(Source data)
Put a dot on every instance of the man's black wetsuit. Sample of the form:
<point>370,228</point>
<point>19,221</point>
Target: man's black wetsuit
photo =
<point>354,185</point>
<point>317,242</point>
---
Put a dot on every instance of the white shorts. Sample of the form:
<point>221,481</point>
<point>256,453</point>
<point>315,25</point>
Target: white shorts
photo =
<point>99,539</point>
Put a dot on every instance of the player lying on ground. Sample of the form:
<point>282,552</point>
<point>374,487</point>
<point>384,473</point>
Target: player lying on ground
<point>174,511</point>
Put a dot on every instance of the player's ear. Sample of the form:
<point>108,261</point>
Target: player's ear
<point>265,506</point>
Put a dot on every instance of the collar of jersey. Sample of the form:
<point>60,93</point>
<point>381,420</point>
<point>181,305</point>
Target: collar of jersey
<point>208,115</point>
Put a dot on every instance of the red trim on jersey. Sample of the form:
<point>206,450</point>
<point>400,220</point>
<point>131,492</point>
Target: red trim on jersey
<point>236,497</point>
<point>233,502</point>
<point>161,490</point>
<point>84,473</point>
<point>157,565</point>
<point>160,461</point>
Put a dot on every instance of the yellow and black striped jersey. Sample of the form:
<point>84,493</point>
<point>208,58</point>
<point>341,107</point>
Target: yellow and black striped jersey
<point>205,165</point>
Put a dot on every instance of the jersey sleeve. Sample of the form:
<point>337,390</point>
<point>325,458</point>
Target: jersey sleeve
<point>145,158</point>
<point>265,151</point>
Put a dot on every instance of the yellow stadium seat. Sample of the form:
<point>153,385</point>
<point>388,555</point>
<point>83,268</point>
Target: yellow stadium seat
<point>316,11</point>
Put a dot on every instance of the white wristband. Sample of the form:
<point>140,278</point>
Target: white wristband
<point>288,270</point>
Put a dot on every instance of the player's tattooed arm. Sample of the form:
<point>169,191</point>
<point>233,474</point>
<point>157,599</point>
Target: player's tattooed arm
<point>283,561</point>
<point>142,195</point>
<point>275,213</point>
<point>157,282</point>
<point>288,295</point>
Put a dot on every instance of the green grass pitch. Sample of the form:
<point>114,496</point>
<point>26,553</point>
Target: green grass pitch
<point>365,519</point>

> _How to complete this task_:
Give back, word for word, only the lines above from the line holding "<point>315,25</point>" to the line holding "<point>131,492</point>", both included.

> _Task result_:
<point>315,25</point>
Target: white shorts
photo =
<point>99,539</point>
Put a dot on every instance of the player lying on ground. Sample of the form:
<point>282,552</point>
<point>374,487</point>
<point>384,473</point>
Target: player lying on ground
<point>174,511</point>
Put a dot on every instance of the player's ear. Sample of the form:
<point>108,261</point>
Target: player's ear
<point>265,506</point>
Put a dot on every instance of the collar of jersey. Sample of the form:
<point>60,93</point>
<point>381,420</point>
<point>181,305</point>
Target: collar of jersey
<point>208,115</point>
Put a dot on every instance of the red trim on jersey. Sample of the form:
<point>206,450</point>
<point>400,220</point>
<point>131,492</point>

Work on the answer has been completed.